Directions |
• 1. In the text on betrayal and grief, list the stages of grief and loss that it names.
• 2. Write out the portion of the text on betrayal and grief that begins at the words "You’ve likely heard" and stops after "what? That’s okay.".

Top of Text block

The other thing I know is just how unfair all of this is. You promised yourself to this man in front of God, angels, friends, and family. You made a covenant to devote yourself to him and to making your marriage work regardless of the circumstances. He promised to do the same, but now he’s thrown that all away. You are being forced into this catastrophe against your own free will and choice. One way or another, you are required to make this journey that is a direct result of someone else’s poor choices and actions, and it simply isn’t fair. Your family and friends will rally around you and tell you how strong you are, but when you don’t have a choice in the matter, what option do you have other than to be strong?
I know some days will seem impossible. Getting out of bed will be an accomplishment. Showering will likely be something you forget how to do. Eating? Forget it. And that’s okay. You’ve suffered a terrible loss—a forfeiture of security, love, happiness, and trust. Maybe you’ll regain all those things that were ripped away from you, maybe you won’t. But the fact is for the time being, they are gone, and you need time and autonomy to mourn that loss. How long will it take? That, I’m afraid, I don’t know. I’m not you. I wasn’t the one in love the way you were with your spouse. I wasn’t the one betrayed by him. And while I know the feeling, I don’t know exactly the way your heart is shattering inside your chest.
You’ve likely heard of Elisabeth Kübler-Ross’ theory of the five stages of grief and loss. I know you’ve already experienced a combination of them with a ferocious intensity. But the thing about these stages of denial, anger, bargaining, depression, and acceptance is that we spend various lengths of time working through each step. Chances are you will move in and out of each phase for the next few weeks and months. Maybe even years. They don’t necessarily occur in any specific order and there is no telling how long you’ll be working through them before achieving that final step of acceptance. And you know what? That’s okay.

Bottom of Text block
Top of Material supplied

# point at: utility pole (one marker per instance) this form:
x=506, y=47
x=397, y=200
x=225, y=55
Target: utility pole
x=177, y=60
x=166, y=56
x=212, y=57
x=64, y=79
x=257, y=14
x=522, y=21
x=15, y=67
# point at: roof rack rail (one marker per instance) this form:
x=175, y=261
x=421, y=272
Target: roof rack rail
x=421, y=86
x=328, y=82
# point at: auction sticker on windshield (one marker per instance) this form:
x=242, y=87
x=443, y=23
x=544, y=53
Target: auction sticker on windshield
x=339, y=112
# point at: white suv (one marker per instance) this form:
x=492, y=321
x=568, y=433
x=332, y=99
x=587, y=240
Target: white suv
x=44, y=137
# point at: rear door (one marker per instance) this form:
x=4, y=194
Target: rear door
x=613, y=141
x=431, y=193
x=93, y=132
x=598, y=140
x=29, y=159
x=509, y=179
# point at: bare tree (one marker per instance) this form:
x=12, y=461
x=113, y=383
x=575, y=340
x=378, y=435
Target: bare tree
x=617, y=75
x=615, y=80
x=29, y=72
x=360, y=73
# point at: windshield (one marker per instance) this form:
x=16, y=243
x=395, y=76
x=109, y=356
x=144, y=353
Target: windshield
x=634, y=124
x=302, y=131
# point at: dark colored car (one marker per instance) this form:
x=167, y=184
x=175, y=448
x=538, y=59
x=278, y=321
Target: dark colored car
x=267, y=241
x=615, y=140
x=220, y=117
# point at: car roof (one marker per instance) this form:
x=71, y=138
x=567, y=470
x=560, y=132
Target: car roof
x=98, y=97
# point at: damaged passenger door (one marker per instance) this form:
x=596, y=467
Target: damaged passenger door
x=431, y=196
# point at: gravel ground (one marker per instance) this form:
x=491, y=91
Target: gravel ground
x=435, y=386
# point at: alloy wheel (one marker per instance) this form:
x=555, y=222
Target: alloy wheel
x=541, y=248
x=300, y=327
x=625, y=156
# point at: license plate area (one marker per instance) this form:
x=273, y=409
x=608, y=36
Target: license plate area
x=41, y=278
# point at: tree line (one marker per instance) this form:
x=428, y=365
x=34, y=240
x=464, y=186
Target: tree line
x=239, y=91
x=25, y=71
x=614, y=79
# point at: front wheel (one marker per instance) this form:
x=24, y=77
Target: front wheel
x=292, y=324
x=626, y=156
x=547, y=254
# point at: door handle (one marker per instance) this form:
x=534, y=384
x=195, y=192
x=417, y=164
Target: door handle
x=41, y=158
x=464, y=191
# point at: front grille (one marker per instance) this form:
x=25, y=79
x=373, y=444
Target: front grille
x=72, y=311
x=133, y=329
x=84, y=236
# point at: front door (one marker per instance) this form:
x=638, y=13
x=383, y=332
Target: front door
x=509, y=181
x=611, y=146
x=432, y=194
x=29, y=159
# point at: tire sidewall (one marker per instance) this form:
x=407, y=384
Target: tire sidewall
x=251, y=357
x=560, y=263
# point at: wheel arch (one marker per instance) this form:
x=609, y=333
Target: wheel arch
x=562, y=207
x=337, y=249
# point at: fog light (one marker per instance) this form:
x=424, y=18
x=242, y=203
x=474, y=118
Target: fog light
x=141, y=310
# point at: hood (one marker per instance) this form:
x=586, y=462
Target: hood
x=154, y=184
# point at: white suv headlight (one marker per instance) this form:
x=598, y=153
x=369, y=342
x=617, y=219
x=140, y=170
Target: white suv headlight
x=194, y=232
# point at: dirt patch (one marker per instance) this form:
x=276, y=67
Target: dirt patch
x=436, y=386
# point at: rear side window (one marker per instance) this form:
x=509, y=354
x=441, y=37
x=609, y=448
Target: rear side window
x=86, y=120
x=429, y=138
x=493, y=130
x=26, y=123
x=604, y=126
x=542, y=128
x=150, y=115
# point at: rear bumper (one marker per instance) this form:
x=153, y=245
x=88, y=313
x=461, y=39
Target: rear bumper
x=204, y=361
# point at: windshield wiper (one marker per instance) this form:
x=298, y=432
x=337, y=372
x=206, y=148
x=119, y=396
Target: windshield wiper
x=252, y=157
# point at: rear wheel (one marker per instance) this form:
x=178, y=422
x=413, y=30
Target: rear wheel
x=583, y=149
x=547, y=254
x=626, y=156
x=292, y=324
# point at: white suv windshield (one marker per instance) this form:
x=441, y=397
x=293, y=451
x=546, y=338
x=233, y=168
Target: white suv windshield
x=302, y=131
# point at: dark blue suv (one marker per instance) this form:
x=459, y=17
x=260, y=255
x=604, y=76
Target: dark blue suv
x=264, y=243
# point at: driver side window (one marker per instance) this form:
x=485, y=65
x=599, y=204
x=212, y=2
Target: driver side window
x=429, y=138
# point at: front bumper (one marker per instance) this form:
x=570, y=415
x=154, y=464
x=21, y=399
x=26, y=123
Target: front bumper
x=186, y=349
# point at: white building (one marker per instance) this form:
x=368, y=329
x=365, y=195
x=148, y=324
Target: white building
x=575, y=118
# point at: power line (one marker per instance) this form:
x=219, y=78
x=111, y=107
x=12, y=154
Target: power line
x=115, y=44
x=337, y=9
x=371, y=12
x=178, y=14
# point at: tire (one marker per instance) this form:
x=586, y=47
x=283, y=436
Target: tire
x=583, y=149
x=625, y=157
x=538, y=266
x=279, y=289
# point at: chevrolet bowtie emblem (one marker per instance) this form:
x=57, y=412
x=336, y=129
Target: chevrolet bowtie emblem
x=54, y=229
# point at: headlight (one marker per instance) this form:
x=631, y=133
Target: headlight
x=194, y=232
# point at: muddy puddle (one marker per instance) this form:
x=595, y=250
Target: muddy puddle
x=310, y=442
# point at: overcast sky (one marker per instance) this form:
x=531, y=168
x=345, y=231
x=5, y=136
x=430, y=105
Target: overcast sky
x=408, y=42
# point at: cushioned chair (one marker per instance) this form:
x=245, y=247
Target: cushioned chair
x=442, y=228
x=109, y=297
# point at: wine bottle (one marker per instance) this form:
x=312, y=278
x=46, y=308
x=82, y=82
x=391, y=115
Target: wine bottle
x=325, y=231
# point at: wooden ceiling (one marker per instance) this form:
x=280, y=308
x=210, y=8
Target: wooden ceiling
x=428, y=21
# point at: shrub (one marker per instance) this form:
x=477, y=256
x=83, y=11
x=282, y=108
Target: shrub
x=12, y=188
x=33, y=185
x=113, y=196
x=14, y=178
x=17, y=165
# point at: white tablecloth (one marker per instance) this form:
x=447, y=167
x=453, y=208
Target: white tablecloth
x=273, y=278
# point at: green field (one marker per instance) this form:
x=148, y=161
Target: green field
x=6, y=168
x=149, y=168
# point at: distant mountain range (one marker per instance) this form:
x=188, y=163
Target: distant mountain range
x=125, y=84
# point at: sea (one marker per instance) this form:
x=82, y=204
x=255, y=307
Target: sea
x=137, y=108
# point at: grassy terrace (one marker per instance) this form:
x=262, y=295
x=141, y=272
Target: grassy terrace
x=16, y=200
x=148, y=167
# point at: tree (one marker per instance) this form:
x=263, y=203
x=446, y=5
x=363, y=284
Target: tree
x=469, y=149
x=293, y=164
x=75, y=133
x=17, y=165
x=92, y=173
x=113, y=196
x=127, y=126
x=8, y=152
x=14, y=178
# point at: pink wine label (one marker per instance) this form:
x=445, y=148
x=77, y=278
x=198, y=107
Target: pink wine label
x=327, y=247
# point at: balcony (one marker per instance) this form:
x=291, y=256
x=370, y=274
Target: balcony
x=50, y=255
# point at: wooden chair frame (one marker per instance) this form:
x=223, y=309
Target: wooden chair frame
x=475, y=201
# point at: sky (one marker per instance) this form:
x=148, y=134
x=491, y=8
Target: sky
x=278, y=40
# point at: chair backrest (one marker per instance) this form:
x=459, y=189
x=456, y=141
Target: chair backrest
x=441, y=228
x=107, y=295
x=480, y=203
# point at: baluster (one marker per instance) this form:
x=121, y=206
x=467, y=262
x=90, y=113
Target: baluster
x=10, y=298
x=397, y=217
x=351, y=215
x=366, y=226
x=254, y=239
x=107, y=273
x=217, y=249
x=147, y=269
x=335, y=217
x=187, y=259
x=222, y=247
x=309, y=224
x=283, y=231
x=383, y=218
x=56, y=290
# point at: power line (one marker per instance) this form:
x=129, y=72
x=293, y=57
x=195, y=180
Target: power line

Bottom of Material supplied

Task answers |
• 1. Denial, anger, bargaining, depression, acceptance

• 2.
You’ve likely heard of Elisabeth Kübler-Ross’ theory of the five stages of grief and loss. I know you’ve already experienced a combination of them with a ferocious intensity. But the thing about these stages of denial, anger, bargaining, depression, and acceptance is that we spend various lengths of time working through each step. Chances are you will move in and out of each phase for the next few weeks and months. Maybe even years. They don’t necessarily occur in any specific order and there is no telling how long you’ll be working through them before achieving that final step of acceptance. And you know what? That’s okay.